----- RECORD SET

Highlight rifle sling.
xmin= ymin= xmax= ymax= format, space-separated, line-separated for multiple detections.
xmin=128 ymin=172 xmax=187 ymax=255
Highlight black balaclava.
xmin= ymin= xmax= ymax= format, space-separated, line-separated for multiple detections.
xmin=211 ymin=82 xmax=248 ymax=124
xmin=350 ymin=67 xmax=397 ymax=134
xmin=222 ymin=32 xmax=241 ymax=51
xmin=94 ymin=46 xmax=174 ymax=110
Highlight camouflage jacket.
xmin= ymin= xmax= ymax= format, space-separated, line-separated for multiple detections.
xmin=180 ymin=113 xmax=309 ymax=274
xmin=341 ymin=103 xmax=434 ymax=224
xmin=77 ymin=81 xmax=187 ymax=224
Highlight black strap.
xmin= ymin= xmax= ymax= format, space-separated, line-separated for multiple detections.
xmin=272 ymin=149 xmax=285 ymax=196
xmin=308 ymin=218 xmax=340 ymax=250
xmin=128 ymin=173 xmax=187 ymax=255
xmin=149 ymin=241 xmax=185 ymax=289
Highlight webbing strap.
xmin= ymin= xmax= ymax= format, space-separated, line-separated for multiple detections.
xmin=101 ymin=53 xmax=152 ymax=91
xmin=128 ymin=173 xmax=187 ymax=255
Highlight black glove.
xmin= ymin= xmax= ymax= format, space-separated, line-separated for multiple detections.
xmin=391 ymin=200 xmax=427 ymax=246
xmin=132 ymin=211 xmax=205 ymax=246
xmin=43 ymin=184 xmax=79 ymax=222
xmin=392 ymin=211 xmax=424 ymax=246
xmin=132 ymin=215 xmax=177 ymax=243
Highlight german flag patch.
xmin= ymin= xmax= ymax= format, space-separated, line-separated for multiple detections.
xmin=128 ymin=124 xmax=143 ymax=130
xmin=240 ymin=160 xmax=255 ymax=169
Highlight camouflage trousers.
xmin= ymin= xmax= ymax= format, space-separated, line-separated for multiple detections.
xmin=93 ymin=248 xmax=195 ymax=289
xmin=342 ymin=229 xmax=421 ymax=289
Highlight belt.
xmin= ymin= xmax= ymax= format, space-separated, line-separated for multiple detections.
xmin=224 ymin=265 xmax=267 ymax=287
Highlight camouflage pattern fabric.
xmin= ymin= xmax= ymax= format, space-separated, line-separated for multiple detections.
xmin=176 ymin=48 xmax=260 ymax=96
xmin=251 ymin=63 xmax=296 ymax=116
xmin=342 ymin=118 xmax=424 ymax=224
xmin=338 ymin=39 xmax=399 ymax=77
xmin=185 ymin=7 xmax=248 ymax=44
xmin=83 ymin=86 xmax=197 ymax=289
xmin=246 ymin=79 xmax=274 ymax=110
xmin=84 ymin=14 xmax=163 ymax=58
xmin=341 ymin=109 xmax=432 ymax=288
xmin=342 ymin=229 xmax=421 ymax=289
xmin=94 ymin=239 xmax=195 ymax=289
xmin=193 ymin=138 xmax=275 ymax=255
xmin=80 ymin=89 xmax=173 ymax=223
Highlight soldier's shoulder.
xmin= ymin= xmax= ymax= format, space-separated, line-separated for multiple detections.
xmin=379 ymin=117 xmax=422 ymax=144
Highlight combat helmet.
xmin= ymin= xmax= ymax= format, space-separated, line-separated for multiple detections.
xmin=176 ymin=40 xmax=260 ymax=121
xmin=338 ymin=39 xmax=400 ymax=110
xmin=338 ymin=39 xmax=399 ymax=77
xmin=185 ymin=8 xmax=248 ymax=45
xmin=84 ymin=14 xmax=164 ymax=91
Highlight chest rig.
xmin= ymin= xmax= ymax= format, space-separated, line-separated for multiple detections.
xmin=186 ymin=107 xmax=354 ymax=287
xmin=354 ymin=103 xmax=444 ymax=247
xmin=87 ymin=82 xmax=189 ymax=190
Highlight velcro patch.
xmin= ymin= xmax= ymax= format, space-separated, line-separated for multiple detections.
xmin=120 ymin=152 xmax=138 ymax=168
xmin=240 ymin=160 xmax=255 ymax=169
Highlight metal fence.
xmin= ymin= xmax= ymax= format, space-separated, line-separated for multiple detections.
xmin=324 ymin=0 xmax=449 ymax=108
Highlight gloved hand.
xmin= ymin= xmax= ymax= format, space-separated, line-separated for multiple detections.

----------

### HOW TO COMPLETE THIS TASK
Word for word, retype each record.

### RESULT OF THIS EXERCISE
Highlight rifle sling.
xmin= ymin= xmax= ymax= format, space-separated, line-separated for multiple detections.
xmin=128 ymin=172 xmax=187 ymax=255
Highlight black balaclava.
xmin= ymin= xmax= ymax= format, space-separated, line-separated for multiple detections.
xmin=211 ymin=82 xmax=248 ymax=124
xmin=350 ymin=67 xmax=397 ymax=134
xmin=222 ymin=32 xmax=241 ymax=51
xmin=94 ymin=46 xmax=174 ymax=110
Highlight camouflage jacket.
xmin= ymin= xmax= ymax= format, space-separated, line-separated for multiple detections.
xmin=180 ymin=113 xmax=309 ymax=274
xmin=341 ymin=103 xmax=434 ymax=224
xmin=77 ymin=81 xmax=187 ymax=224
Highlight black strap.
xmin= ymin= xmax= ymax= format, space-separated, line-separated for multiple detections.
xmin=272 ymin=149 xmax=285 ymax=196
xmin=308 ymin=218 xmax=340 ymax=250
xmin=128 ymin=173 xmax=187 ymax=255
xmin=149 ymin=241 xmax=185 ymax=289
Highlight webbing strap.
xmin= ymin= xmax= ymax= format, space-separated, line-separated for multiple detections.
xmin=101 ymin=53 xmax=152 ymax=91
xmin=128 ymin=173 xmax=187 ymax=255
Highlight black glove.
xmin= ymin= xmax= ymax= format, space-separated, line-separated for multiple detections.
xmin=391 ymin=200 xmax=427 ymax=246
xmin=132 ymin=211 xmax=205 ymax=246
xmin=43 ymin=184 xmax=79 ymax=222
xmin=392 ymin=211 xmax=424 ymax=246
xmin=132 ymin=215 xmax=177 ymax=243
Highlight german flag patch.
xmin= ymin= xmax= ymax= format, space-separated, line-separated for multiple detections.
xmin=128 ymin=124 xmax=143 ymax=130
xmin=240 ymin=160 xmax=255 ymax=169
Highlight camouflage trousers.
xmin= ymin= xmax= ymax= format, space-separated, line-separated for multiple detections.
xmin=93 ymin=248 xmax=195 ymax=289
xmin=342 ymin=229 xmax=421 ymax=289
Highlight belt.
xmin= ymin= xmax= ymax= format, space-separated, line-separated for multiple detections.
xmin=224 ymin=265 xmax=267 ymax=287
Highlight camouflage pattern fabric.
xmin= ymin= xmax= ymax= format, space-separated, line-separated for multiple detections.
xmin=176 ymin=48 xmax=260 ymax=96
xmin=251 ymin=63 xmax=296 ymax=116
xmin=342 ymin=118 xmax=424 ymax=224
xmin=338 ymin=39 xmax=399 ymax=77
xmin=185 ymin=7 xmax=248 ymax=44
xmin=83 ymin=86 xmax=197 ymax=289
xmin=246 ymin=79 xmax=274 ymax=110
xmin=84 ymin=14 xmax=163 ymax=58
xmin=341 ymin=109 xmax=432 ymax=288
xmin=342 ymin=229 xmax=421 ymax=289
xmin=94 ymin=239 xmax=195 ymax=289
xmin=193 ymin=138 xmax=275 ymax=255
xmin=80 ymin=89 xmax=173 ymax=223
Highlight soldier's shoulder.
xmin= ymin= xmax= ymax= format, space-separated, line-separated for multiple detections.
xmin=379 ymin=117 xmax=422 ymax=144
Highlight combat helmet.
xmin= ymin= xmax= ymax= format, space-separated, line-separated for multiple detections.
xmin=176 ymin=40 xmax=260 ymax=121
xmin=338 ymin=39 xmax=400 ymax=110
xmin=338 ymin=39 xmax=399 ymax=77
xmin=185 ymin=8 xmax=248 ymax=45
xmin=84 ymin=14 xmax=164 ymax=91
Highlight chest rig.
xmin= ymin= xmax= ymax= format, space-separated, line-separated for multiple detections.
xmin=186 ymin=107 xmax=354 ymax=287
xmin=354 ymin=103 xmax=444 ymax=247
xmin=87 ymin=82 xmax=189 ymax=190
Highlight velcro patch.
xmin= ymin= xmax= ymax= format, space-separated, line-separated for multiple detections.
xmin=120 ymin=152 xmax=138 ymax=168
xmin=240 ymin=160 xmax=255 ymax=169
Highlight metal fence.
xmin= ymin= xmax= ymax= format, space-separated, line-separated for multiple detections.
xmin=324 ymin=0 xmax=449 ymax=108
Highlight gloved hand.
xmin= ymin= xmax= ymax= format, space-separated, line-separated for multiple detections.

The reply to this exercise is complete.